» **Exercise brief**:
Among the entries that follow, tally the lines with the string "green". Give no more than the number.

» **Input for this task**:
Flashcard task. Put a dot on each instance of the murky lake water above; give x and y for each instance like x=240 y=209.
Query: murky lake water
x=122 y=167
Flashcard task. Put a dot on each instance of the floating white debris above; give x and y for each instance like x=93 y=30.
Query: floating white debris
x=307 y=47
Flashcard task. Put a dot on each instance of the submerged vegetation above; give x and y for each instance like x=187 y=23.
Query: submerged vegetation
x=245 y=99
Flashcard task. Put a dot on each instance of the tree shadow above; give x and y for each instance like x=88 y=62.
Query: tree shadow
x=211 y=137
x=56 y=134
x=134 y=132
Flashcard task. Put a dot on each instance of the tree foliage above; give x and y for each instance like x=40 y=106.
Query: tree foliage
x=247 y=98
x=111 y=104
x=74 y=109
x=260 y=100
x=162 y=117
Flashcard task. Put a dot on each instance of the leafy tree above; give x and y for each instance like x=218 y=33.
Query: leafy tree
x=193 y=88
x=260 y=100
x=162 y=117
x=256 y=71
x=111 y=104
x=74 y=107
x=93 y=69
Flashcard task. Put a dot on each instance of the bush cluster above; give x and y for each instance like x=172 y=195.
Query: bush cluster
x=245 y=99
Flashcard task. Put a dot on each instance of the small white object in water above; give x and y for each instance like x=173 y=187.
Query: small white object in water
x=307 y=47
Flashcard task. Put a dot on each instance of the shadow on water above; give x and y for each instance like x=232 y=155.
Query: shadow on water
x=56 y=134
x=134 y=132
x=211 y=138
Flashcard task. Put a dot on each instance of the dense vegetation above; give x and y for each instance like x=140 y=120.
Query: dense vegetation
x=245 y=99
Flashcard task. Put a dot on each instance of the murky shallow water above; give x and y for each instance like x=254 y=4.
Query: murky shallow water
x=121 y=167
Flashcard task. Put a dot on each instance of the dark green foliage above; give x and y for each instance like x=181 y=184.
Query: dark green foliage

» **Result for this task**:
2